### PAGE EXCERPT
=-=-=-=-=

I would then begin editing by dragging clips into the editor and placing ins and outs and then dragging to the timeline.

After a hundred such clips, I would finish the edit and now I would export to STP for mixing.

If I did a right click on any clip in the STP multi-track timeline and then selected "Open in Editor", I would see the WHOLE twenty minute or one hour track of the clip that may be 10 seconds long!

Now, after fixing the problem of the 10 second clip, I would go back to my multi-track timeline and continue this process of fixing and balancing all the 100 clips in the movie, let's say.

Now it comes time to do a save. Ahhhhh, let me see -- you might not believe what happens -- STP begins to save 100 clips of music of 10 min to 1 hour lengths -- so it literally ends up wanting to take a year to render it all, or it simply crashes.

So everything worked fine in FCP but you can't mix in STP if you don't have the clips Media Managed in FCP before you export.

=-=-=-=-=

### EXERCISE TASK A
Pick out every line in the records that contains the string "empty", matching case exactly.
### EXERCISE TASK B
Write a continuation of the text on moving FCP edits into STP for mixing, beginning after its final sentence.
The text and the records that follow it come from unrelated sources.

### TASK INPUT
=-=-=-=-=

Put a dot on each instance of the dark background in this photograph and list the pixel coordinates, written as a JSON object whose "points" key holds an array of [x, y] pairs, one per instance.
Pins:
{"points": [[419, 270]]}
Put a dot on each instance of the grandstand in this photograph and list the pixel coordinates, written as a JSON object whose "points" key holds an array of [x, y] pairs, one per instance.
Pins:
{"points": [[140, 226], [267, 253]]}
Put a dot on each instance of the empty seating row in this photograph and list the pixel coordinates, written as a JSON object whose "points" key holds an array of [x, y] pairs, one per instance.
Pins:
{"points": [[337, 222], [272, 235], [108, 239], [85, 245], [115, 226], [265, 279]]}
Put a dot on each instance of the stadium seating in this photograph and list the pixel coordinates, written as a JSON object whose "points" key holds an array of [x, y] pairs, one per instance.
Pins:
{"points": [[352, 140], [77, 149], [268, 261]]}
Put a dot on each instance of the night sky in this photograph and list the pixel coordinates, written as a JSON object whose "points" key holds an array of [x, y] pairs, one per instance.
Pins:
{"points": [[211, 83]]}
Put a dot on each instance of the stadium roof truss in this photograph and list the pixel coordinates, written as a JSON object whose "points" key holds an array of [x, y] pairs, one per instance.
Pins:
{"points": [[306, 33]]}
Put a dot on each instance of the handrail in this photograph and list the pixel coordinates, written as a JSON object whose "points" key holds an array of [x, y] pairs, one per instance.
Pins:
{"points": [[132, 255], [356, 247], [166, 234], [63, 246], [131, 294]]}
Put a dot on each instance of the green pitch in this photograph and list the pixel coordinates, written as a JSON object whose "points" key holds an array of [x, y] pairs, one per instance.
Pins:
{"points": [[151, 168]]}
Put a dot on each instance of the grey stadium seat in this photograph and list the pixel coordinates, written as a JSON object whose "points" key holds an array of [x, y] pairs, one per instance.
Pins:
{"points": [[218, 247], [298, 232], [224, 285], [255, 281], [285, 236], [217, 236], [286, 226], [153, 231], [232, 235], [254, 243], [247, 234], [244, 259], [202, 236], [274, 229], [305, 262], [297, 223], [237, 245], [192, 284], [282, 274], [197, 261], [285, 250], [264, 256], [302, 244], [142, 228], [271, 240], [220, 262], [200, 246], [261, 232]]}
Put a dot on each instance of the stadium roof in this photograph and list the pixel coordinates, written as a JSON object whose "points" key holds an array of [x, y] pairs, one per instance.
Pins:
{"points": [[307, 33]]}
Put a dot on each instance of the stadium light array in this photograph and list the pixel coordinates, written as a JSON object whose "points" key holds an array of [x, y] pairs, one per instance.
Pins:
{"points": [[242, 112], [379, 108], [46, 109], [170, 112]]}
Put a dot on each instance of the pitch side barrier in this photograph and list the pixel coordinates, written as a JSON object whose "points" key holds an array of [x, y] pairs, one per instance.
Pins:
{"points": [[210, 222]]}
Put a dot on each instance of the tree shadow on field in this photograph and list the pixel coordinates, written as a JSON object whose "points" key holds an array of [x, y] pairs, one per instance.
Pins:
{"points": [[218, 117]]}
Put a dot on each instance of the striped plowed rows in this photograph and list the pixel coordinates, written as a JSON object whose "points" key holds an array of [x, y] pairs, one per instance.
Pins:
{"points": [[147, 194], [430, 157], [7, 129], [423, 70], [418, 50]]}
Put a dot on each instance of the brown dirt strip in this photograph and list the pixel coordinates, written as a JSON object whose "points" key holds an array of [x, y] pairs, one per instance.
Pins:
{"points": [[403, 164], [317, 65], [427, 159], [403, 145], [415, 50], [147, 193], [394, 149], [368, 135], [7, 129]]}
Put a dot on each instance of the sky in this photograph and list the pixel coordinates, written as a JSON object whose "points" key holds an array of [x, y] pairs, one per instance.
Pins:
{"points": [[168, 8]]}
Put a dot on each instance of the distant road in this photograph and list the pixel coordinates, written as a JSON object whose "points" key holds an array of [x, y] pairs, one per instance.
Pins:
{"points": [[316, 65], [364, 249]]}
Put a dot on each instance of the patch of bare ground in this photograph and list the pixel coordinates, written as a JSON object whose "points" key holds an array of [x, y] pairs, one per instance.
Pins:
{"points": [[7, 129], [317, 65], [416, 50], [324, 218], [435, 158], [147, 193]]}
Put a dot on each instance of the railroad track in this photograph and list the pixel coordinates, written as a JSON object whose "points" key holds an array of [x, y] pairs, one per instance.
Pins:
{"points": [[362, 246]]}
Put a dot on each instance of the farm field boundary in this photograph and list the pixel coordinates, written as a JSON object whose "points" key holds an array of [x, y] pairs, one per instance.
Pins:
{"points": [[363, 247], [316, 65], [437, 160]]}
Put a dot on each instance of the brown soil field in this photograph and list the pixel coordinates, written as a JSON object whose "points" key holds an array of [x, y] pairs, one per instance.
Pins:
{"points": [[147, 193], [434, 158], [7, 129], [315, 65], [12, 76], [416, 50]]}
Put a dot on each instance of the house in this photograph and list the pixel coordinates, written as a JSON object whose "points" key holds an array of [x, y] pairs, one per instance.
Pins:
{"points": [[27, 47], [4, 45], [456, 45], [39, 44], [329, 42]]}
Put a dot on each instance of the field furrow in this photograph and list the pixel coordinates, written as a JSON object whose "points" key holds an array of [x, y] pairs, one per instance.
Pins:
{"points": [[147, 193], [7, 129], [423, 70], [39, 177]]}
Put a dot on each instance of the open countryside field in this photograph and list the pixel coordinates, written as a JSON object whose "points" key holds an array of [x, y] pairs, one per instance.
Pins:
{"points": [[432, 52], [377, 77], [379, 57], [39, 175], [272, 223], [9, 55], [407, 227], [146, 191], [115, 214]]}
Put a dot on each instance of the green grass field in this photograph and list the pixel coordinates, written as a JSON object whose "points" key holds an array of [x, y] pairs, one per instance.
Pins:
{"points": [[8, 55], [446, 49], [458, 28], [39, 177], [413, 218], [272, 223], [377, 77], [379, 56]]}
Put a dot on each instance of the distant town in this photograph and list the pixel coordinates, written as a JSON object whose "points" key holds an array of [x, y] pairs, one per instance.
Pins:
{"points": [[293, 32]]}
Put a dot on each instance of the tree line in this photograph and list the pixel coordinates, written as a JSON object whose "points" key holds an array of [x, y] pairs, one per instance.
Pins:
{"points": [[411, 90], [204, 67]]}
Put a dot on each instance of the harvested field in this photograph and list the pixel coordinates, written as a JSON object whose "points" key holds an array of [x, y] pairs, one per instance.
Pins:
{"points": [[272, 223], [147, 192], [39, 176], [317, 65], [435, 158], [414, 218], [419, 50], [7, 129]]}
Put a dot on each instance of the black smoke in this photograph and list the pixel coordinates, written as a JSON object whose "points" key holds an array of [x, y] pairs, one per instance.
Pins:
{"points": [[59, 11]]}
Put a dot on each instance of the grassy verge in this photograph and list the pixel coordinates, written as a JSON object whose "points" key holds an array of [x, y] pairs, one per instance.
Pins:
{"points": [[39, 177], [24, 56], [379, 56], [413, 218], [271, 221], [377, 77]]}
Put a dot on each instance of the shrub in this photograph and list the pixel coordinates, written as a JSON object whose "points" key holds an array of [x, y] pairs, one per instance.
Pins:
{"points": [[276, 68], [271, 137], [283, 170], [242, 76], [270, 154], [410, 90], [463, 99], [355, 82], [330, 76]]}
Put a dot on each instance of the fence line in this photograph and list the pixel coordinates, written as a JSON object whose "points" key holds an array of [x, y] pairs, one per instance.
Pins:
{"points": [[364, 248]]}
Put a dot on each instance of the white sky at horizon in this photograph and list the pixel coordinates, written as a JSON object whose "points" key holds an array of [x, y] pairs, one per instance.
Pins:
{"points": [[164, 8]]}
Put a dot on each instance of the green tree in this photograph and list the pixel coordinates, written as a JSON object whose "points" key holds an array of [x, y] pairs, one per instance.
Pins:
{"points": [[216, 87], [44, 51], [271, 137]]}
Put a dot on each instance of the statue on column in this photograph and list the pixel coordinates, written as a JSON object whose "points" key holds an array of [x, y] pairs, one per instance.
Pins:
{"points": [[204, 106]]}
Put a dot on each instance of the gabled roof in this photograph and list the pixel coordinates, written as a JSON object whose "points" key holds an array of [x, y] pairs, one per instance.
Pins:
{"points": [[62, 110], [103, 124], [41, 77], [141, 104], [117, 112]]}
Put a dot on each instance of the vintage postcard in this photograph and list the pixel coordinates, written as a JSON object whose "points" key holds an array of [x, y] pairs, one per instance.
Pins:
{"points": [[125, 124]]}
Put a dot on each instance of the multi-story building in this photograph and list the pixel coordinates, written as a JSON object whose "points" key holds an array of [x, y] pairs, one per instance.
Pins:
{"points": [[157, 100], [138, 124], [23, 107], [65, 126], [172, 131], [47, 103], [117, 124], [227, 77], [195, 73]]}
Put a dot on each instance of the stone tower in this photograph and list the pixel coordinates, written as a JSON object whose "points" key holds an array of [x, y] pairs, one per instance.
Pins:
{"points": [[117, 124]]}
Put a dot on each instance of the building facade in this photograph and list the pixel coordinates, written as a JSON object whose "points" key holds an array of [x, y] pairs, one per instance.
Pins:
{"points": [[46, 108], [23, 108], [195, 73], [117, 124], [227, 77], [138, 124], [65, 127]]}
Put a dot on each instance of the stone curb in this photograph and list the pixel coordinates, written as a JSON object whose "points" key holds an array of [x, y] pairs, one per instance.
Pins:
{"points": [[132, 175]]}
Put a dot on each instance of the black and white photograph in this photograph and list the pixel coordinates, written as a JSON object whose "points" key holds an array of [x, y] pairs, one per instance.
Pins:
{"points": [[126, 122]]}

=-=-=-=-=

### TASK RESULT A
Put a dot on each instance of the empty seating row in this photograph and list the pixel coordinates, written as a JSON object whose "points" key holds an array of [x, y] pairs, one per instance.

### TASK RESULT B
And Media Managing the clips just for mixing in STP isn't necessarily advisable, because Media Managing poses other problems should you have many versions of the project. If you Media Manage, all your project clips will be changed and your trailers, features, movie clips -- everything will be messed up. (I'm sure there is another misuse issue here.)

So there's no way anybody can work with clips that haven't been broken down into subclips.

You will say now, "aha, we told you to log your clips." But it isn't as simple as that either, because "Capture Now" is very often useful.

So, this problem of using clips from the browser by simply placing ins and outs doesn't work right IN THE MAJORITY OF CASES, because it will lead to problems when trying to finish a project.

Now, maybe I'm wrong about all this, but I'm sure there are monster problems and outright misuse of FCP procedures that we should share as A FORUM.

I hope you don't think I'm being presumptuous. Sorry for using this word twice, it's just that I'm surprised I managed to spell it right twice :-)
Re: Monster problems misusing FCP - people, we must share
March 27, 2007 01:02PM
Vik

This is shared constantly and yes it can be googled and searched o this forum. Not a week goes by without this being "shared."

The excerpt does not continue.